(Recorded data)
+===+

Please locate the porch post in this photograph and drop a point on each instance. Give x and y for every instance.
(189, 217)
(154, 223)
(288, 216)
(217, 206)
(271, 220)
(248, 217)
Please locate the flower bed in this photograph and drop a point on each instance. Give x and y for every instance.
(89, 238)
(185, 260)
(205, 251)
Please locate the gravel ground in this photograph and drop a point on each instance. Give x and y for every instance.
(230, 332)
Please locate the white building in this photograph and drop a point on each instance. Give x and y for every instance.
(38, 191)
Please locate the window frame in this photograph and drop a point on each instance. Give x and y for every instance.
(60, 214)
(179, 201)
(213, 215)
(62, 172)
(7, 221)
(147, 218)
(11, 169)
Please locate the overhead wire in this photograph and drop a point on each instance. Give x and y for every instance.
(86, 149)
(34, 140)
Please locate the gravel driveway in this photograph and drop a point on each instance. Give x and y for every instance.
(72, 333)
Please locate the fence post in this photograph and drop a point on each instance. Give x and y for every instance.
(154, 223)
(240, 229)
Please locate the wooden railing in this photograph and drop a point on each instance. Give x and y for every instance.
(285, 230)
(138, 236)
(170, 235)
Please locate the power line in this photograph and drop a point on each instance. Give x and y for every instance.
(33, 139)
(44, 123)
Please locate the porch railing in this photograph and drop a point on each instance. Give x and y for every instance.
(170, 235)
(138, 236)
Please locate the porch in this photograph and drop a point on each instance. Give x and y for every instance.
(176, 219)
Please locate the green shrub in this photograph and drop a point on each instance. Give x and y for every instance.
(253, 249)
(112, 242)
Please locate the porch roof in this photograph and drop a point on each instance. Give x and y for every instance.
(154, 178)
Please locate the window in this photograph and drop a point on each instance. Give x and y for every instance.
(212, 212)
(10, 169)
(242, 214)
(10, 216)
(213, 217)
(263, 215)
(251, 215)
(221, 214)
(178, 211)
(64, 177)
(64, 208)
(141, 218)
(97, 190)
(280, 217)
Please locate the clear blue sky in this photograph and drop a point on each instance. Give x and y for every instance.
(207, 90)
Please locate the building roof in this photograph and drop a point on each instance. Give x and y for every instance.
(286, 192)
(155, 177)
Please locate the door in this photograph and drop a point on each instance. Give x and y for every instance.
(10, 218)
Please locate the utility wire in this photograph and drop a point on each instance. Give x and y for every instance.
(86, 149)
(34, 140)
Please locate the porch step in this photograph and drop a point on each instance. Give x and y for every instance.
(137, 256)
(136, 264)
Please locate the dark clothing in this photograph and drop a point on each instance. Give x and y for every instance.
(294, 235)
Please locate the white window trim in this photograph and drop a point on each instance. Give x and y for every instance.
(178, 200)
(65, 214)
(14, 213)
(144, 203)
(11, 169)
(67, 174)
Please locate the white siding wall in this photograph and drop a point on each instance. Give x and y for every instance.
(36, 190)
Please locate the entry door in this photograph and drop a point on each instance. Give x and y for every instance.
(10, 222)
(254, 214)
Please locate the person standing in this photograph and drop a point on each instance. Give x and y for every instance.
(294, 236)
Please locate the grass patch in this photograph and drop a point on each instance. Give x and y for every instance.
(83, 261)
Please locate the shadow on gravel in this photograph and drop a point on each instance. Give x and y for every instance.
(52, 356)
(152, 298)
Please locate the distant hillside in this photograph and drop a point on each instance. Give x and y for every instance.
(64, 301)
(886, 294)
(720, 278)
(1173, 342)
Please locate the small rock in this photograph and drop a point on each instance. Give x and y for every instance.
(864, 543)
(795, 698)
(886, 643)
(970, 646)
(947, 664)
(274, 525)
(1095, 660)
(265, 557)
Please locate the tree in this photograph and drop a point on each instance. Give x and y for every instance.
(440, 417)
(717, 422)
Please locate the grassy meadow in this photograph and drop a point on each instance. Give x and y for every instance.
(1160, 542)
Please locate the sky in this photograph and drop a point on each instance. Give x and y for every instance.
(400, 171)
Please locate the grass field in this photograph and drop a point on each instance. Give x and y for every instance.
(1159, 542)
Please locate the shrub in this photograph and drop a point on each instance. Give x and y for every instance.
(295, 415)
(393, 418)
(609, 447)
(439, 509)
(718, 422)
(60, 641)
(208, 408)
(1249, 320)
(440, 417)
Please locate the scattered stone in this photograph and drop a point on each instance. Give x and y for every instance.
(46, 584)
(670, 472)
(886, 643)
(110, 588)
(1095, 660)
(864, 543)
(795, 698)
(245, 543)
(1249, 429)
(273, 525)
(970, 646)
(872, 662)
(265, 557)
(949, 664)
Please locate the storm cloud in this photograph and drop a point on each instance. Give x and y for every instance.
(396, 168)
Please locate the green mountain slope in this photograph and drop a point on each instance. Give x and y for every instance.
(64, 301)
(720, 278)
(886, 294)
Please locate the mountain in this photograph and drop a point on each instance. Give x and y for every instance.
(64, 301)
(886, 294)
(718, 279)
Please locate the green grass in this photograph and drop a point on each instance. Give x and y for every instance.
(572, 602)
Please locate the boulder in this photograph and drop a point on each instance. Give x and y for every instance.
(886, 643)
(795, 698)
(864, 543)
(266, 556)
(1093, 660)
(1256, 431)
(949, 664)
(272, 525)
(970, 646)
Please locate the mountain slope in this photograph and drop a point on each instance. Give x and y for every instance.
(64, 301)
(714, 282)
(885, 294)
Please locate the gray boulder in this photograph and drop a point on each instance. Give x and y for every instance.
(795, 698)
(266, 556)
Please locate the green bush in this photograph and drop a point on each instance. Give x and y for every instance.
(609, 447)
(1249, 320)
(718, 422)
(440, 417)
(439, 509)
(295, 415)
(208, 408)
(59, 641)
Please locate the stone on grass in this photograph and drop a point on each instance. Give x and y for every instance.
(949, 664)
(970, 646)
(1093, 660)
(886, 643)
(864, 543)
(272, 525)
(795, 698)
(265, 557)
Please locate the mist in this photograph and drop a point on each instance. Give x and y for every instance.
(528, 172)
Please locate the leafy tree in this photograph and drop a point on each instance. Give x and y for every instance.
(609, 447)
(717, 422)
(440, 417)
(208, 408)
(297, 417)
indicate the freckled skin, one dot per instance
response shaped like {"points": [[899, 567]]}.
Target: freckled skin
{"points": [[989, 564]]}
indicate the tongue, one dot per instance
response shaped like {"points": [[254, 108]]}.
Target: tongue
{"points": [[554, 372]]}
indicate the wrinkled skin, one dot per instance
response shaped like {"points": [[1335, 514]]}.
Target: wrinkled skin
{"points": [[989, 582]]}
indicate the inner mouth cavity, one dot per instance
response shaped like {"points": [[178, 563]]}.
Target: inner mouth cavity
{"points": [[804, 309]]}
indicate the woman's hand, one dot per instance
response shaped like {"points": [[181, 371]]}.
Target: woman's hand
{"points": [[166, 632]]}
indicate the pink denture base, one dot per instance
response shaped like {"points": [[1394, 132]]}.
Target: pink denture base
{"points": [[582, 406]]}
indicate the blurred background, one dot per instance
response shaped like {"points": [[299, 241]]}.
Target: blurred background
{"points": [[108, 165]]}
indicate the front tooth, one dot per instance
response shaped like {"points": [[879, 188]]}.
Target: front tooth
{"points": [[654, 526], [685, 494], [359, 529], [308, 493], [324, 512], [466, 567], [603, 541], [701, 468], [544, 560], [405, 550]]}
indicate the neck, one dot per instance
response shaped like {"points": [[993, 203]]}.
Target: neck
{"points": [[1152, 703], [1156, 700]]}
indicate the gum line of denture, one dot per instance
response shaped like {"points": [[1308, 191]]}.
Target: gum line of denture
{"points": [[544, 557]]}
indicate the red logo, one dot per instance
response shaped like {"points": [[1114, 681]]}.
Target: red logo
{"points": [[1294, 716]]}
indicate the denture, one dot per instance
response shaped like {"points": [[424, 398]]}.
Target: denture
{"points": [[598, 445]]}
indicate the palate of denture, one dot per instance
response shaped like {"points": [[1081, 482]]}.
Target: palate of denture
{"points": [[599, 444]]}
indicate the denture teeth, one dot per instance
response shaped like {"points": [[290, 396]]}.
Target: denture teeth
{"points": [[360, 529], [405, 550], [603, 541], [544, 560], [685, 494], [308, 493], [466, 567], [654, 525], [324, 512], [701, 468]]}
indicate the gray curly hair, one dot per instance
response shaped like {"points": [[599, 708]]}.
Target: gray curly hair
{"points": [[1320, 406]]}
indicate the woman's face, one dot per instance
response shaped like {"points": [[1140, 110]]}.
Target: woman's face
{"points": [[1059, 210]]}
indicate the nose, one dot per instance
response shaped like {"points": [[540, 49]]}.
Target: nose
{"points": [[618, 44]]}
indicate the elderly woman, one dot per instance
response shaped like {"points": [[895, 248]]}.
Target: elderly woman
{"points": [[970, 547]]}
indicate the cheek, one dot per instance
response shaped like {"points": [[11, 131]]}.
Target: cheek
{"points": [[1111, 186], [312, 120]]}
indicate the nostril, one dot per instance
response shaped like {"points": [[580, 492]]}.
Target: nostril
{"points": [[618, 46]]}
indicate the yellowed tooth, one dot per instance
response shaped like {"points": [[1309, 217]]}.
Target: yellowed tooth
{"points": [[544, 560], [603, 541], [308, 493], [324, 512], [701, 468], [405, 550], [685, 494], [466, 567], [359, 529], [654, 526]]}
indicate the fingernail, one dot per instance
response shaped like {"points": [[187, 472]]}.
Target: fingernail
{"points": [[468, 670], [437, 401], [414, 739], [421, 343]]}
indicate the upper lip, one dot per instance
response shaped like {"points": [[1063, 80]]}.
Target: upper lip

+===+

* **STATED TASK**
From the line containing "indicate the woman's face, one" down to the last line, reproduce the records exactly. Include both ends.

* **WRITTEN SOLUTION**
indicate the woman's face, one dot per instance
response shaped like {"points": [[1140, 110]]}.
Target: woman's face
{"points": [[1059, 210]]}
indicate the nose, one dot per instance
response shaped like {"points": [[540, 49]]}.
Target: nose
{"points": [[618, 44]]}
indicate the elderly woman, one dot per instance
response shaped like {"points": [[895, 248]]}.
Target: elderly woman
{"points": [[970, 547]]}
indicate the cheek, one dot per instance
response shaped like {"points": [[11, 131]]}.
Target: cheek
{"points": [[1111, 186], [312, 120]]}
indicate the nostril, one dot per instance
response shaped like {"points": [[580, 492]]}.
Target: nostril
{"points": [[618, 46]]}
indicate the yellowed tooth, one dot per instance
response shaped like {"points": [[1309, 217]]}.
Target: yellowed tooth
{"points": [[544, 560], [603, 541], [308, 493], [324, 512], [701, 468], [405, 550], [685, 494], [466, 567], [359, 529], [654, 526]]}
indicate the fingernail, one dot per instance
response shaped like {"points": [[187, 472]]}.
Target: fingernail
{"points": [[468, 670], [437, 401], [414, 739], [421, 343]]}
indicate the upper lip, one dot per instance
response shaped like {"points": [[1063, 80]]}.
Target: upper lip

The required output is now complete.